Instructions:
**A)** From the earnings release on Meritage Homes, transcribe the part that opens with the words containing "SCOTTSDALE, Ariz., April" and closes with "per share amounts)".
**B)** According to the earnings release on Meritage Homes, what backlog conversion rate did the company report for the first quarter of 2026?
**C)** In the earnings release on Meritage Homes, list every measure in the summary table that shows a change of (5)% from 2025 to 2026.

Selection:
------

Meritage Homes reports first quarter 2026 results

SCOTTSDALE, Ariz., April 22, 2026 (GLOBE NEWSWIRE) — Meritage Homes Corporation (NYSE: MTH), the fifth-largest U.S. homebuilder, reported first quarter results for the period ended March 31, 2026.

Summary Operating Results (unaudited)

(Dollars in thousands, except per share amounts)

    Three Months Ended March 31,


    2026
  2025
  % Chg


Homes closed (units)     2,967       3,416     (13 )%
Home closing revenue   $ 1,107,822     $ 1,342,104     (17 )%
Average sales price — closings   $ 373     $ 393     (5 )%
Home orders (units)     3,664       3,876     (5 )%
Home order value   $ 1,400,440     $ 1,558,177     (10 )%
Average sales price — orders   $ 382     $ 402     (5 )%
Ending backlog (units)     1,865       2,004     (7 )%
Ending backlog value   $ 711,466     $ 812,358     (12 )%
Average sales price — backlog   $ 381     $ 405     (6 )%
Home closing gross margin     17.5 %     22.0 %   (450) bps
Earnings before income taxes   $ 72,524     $ 160,159     (55 )%
Net earnings   $ 55,309     $ 122,806     (55 )%
Diluted EPS   $ 0.82     $ 1.69     (51 )%



MANAGEMENT COMMENTS

“With the spring selling season commencing this quarter, we experienced some improved demand, achieving an absorption rate of 3.6 net sales per month and sales orders of 3,664 homes. However, these results were below our expectations as 2026 began with a severe winter storm in January and then transitioned into military operations in Iran midway through the quarter, which negatively impacted consumer sentiment and mortgage rates,” said Steven J. Hilton, executive chairman of Meritage Homes. “In this environment, we acknowledge that capturing demand requires higher than anticipated incentive utilization, even as we look to optimize every asset while balancing pace and margin.”

“We leaned into our strategy again this quarter, focusing on what we can control. We are proud of another year-over-year improvement in our cycle times driving 2,967 closings this quarter, and, with nearly 70% of these deliveries coming from intra-quarter sales, a backlog conversion rate of 254%,” added Phillippe Lord, chief executive officer of Meritage Homes. “First quarter 2026 home closing revenue totaled $1.1 billion, however the difficult macroeconomic conditions this quarter drove a lower revenue leverage and increased incentives, resulting in home closing gross margin of 17.5% and diluted EPS of $0.82. As of March 31, 2026, our book value per share increased 6% year-over-year.”

------

Given entries:
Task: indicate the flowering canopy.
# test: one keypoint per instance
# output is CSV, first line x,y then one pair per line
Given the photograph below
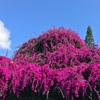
x,y
58,58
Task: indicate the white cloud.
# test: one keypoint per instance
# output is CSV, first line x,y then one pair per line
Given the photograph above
x,y
5,41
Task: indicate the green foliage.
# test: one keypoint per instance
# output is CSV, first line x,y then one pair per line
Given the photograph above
x,y
89,37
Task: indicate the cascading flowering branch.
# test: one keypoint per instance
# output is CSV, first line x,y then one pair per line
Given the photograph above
x,y
59,59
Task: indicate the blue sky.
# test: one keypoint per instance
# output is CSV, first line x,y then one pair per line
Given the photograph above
x,y
24,18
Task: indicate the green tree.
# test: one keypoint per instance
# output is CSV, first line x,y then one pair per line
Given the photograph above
x,y
89,37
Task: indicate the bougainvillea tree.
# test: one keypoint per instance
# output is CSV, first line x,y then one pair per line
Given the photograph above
x,y
56,66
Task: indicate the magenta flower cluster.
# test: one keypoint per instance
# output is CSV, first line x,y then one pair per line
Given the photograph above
x,y
58,58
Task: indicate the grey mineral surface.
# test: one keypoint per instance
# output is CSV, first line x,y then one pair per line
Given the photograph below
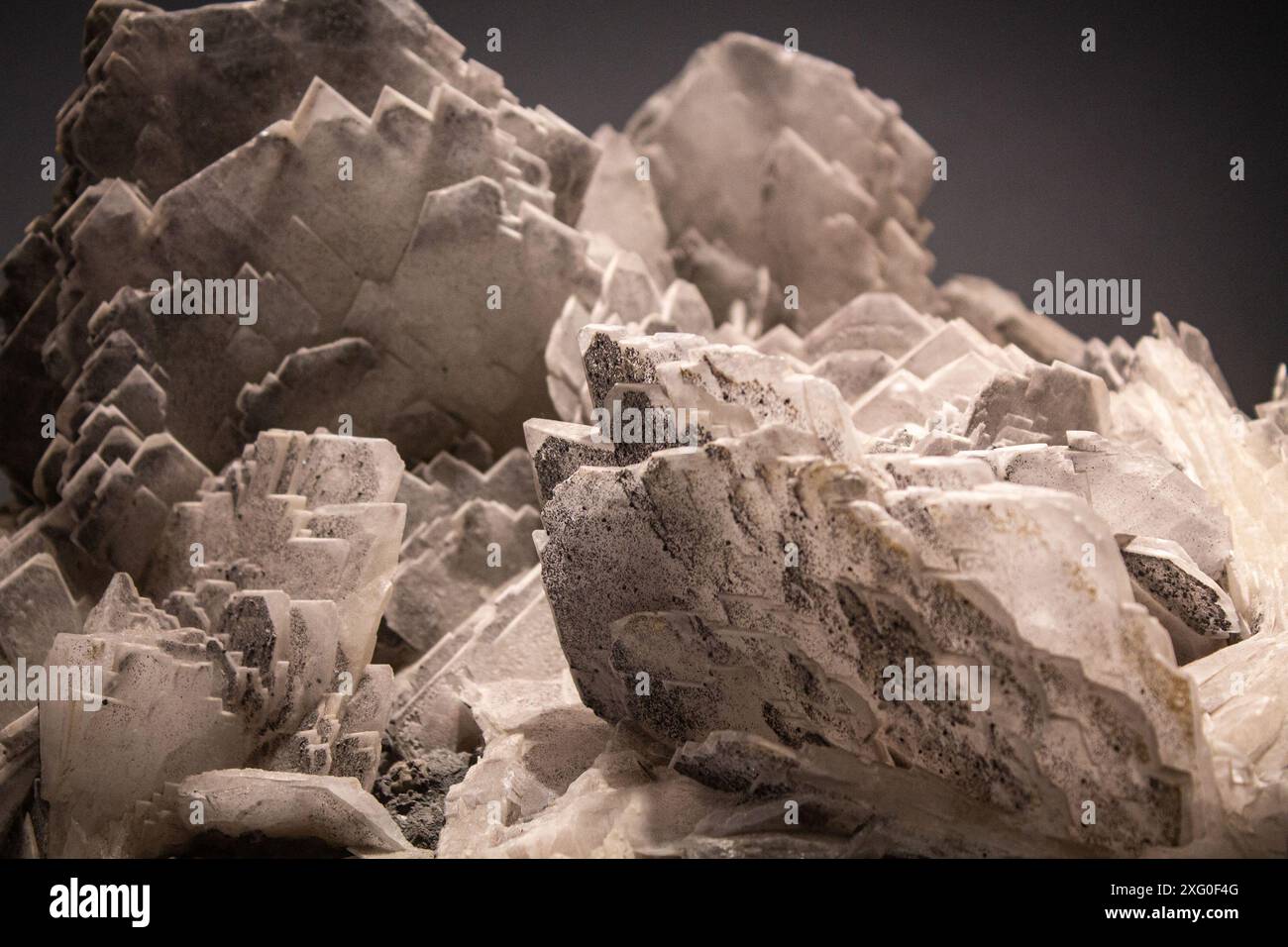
x,y
398,471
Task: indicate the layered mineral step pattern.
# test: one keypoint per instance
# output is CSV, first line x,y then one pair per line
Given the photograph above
x,y
400,472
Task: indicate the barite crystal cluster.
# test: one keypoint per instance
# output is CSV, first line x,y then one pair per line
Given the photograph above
x,y
399,471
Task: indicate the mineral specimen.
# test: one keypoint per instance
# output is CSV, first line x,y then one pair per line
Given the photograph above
x,y
399,472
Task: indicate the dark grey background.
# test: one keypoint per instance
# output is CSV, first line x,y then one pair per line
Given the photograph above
x,y
1104,165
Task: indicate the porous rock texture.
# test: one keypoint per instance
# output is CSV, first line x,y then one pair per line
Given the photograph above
x,y
368,573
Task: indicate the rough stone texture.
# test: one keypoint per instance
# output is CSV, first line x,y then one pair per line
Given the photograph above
x,y
820,191
687,651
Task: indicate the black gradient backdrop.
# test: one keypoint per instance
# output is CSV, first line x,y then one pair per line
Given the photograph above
x,y
1106,165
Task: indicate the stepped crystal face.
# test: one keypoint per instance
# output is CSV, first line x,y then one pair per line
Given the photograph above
x,y
399,471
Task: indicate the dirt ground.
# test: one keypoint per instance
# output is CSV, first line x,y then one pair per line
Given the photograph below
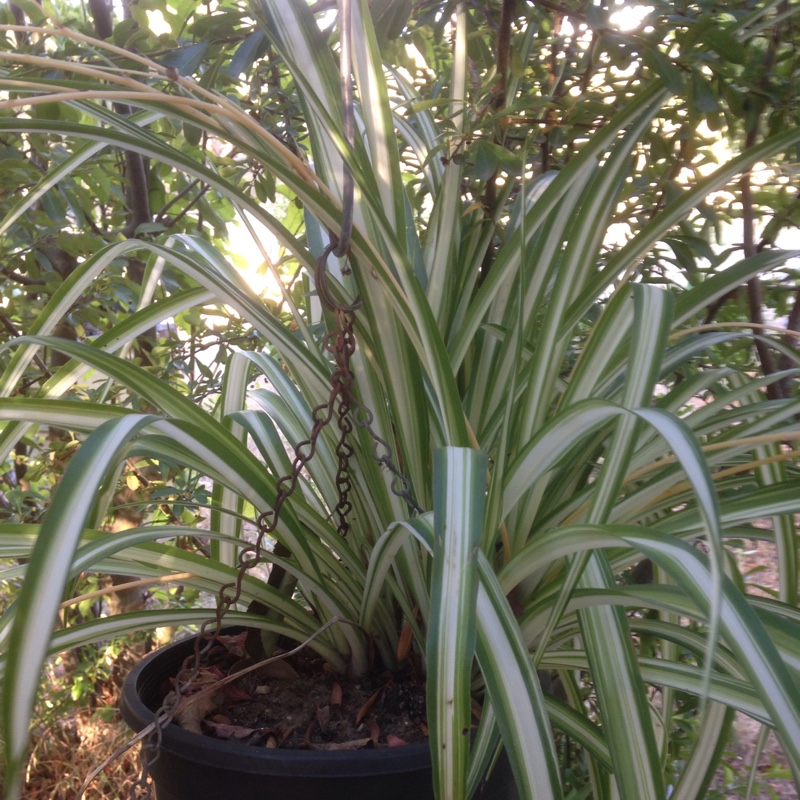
x,y
758,564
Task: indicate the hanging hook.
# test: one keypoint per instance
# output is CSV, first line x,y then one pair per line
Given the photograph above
x,y
340,244
321,282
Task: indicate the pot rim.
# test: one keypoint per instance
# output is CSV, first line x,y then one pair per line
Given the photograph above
x,y
163,663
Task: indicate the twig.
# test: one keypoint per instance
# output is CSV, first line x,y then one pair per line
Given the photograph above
x,y
187,701
181,576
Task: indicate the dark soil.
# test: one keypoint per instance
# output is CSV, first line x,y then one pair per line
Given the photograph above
x,y
300,703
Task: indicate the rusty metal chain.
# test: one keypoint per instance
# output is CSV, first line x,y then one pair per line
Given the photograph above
x,y
341,404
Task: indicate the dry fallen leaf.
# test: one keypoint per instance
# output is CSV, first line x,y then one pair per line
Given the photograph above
x,y
190,714
374,731
404,643
222,731
367,707
336,695
323,716
355,744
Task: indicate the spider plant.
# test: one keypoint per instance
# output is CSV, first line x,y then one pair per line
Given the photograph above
x,y
574,378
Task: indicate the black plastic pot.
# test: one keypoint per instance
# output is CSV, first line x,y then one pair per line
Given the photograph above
x,y
194,767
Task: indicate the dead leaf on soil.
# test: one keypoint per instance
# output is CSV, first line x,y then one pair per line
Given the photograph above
x,y
278,671
367,707
190,715
323,716
355,744
336,695
374,731
222,731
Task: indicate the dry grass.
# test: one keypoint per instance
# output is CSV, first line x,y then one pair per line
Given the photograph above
x,y
64,757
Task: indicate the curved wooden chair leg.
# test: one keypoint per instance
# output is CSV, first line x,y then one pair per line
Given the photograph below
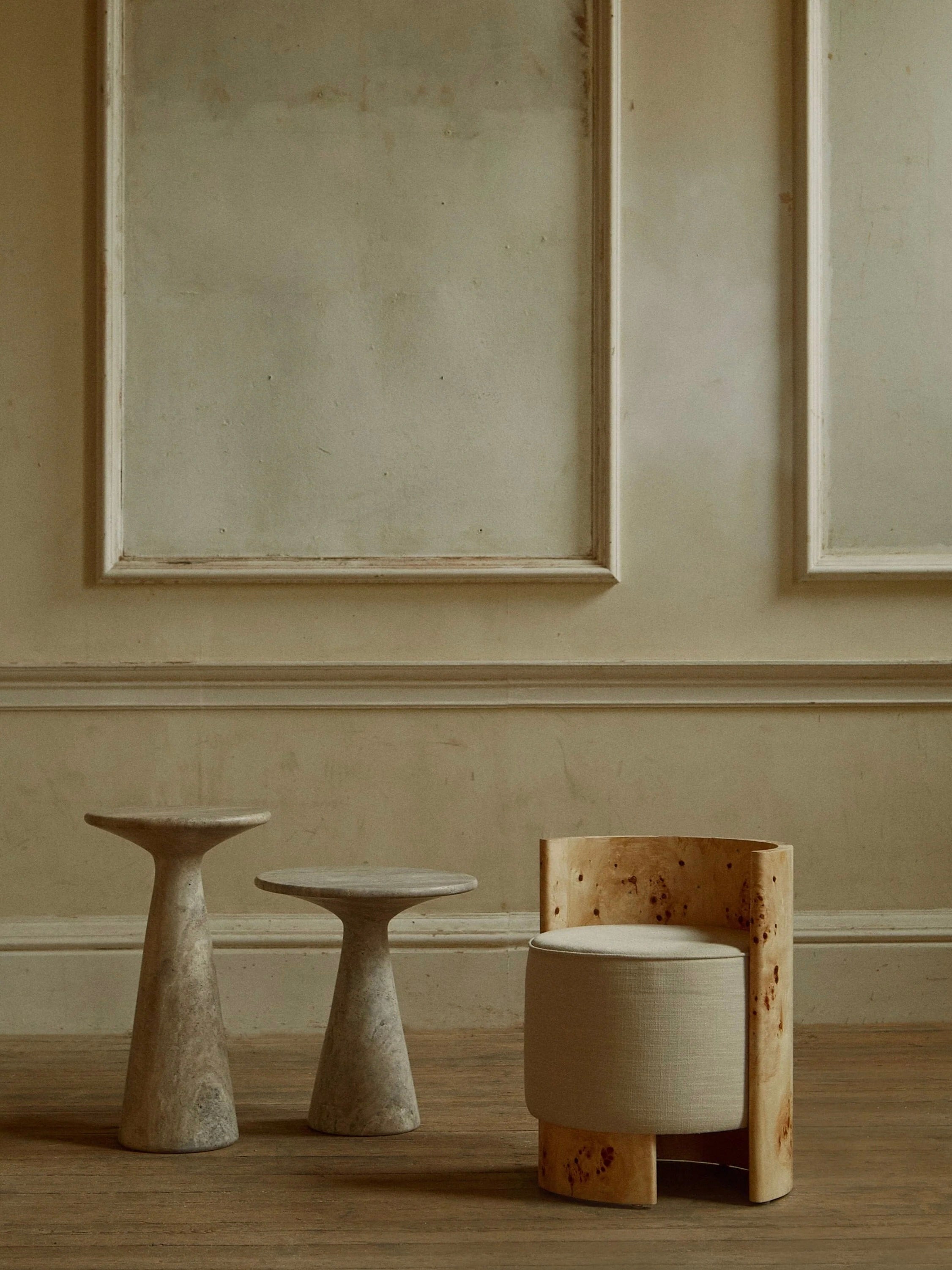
x,y
601,1168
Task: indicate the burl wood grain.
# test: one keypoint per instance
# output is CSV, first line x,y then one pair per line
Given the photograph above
x,y
771,1024
741,884
602,1168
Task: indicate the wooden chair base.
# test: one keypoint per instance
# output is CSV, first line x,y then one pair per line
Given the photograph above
x,y
622,1168
602,1168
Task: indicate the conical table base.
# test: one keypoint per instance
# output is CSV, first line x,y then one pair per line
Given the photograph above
x,y
365,1084
178,1085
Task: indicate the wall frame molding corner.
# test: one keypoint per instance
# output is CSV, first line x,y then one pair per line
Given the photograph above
x,y
815,558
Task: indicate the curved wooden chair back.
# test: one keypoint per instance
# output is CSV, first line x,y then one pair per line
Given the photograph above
x,y
738,883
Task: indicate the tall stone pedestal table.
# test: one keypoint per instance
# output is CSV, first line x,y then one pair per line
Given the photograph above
x,y
365,1085
178,1085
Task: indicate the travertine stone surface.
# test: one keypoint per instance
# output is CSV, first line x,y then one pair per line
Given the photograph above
x,y
365,1085
178,1086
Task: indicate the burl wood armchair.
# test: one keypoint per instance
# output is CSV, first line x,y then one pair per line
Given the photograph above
x,y
660,1033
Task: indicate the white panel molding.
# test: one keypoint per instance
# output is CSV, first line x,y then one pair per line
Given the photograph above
x,y
475,686
817,559
601,565
276,972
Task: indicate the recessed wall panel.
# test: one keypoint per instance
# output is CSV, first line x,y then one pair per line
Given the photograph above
x,y
358,286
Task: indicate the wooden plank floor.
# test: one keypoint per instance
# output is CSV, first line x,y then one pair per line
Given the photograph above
x,y
874,1170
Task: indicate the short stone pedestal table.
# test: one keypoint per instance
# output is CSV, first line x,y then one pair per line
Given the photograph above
x,y
365,1085
178,1085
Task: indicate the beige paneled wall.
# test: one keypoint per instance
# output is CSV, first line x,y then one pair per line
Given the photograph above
x,y
707,557
861,793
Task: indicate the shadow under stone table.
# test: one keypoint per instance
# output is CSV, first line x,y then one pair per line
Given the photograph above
x,y
365,1085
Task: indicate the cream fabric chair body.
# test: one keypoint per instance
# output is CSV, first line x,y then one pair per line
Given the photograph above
x,y
718,995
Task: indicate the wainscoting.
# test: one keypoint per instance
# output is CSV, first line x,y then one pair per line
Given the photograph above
x,y
277,973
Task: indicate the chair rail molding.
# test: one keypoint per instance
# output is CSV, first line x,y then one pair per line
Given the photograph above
x,y
817,559
598,565
79,974
476,686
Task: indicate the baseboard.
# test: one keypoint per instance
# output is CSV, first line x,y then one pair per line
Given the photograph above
x,y
276,973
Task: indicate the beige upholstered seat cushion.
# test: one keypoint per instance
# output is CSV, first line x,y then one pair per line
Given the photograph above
x,y
637,1029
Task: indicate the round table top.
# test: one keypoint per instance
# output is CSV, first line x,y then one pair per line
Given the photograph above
x,y
366,883
194,818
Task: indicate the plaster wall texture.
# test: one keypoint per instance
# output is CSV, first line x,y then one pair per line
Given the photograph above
x,y
707,554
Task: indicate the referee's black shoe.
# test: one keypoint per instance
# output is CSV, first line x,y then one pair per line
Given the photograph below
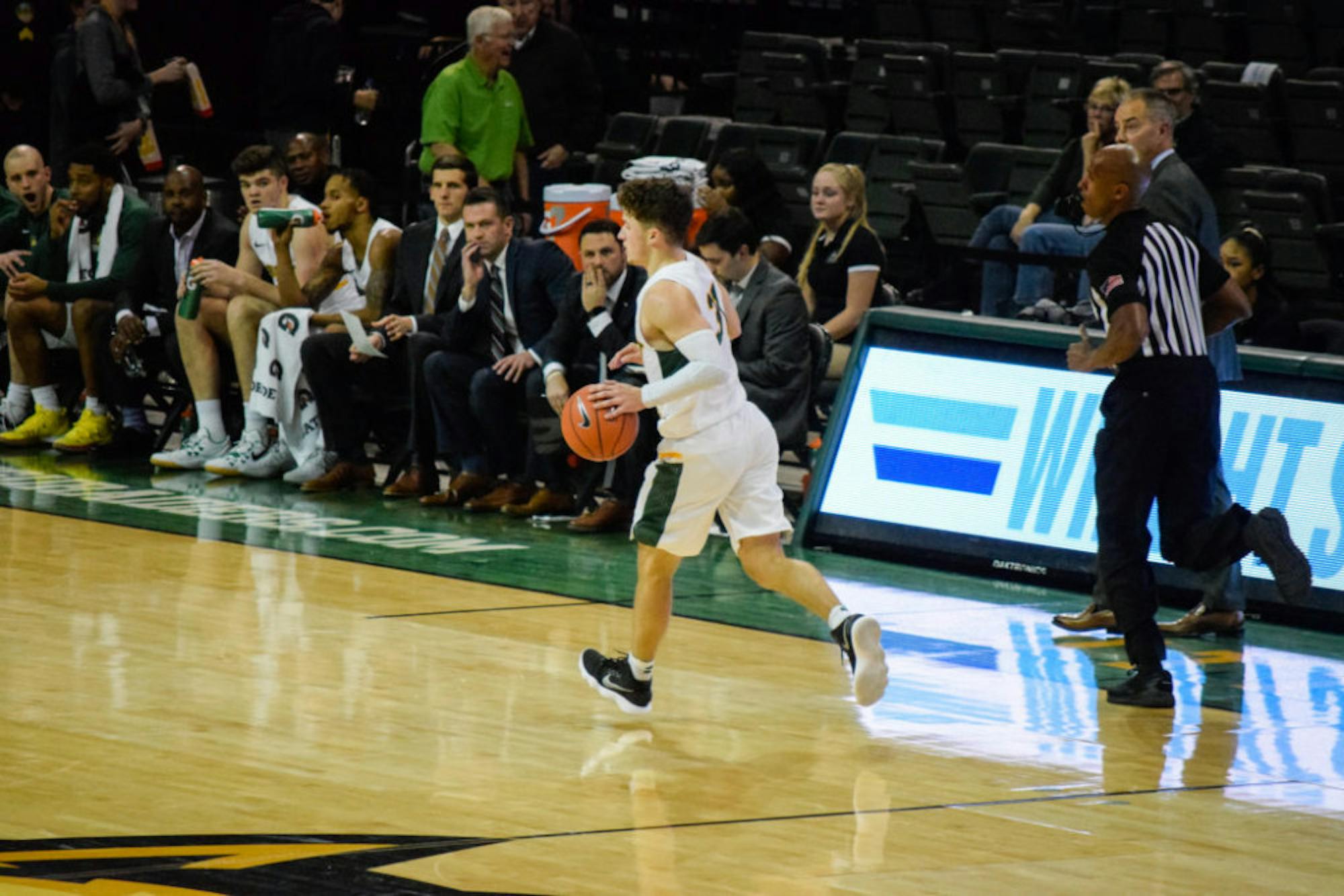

------

Solutions to the tasks:
**A)**
SCOTTSDALE, Ariz., April 22, 2026 (GLOBE NEWSWIRE) — Meritage Homes Corporation (NYSE: MTH), the fifth-largest U.S. homebuilder, reported first quarter results for the period ended March 31, 2026.

Summary Operating Results (unaudited)

(Dollars in thousands, except per share amounts)

**B)** 254%

**C)**
Average sales price — closings
Home orders (units)
Average sales price — orders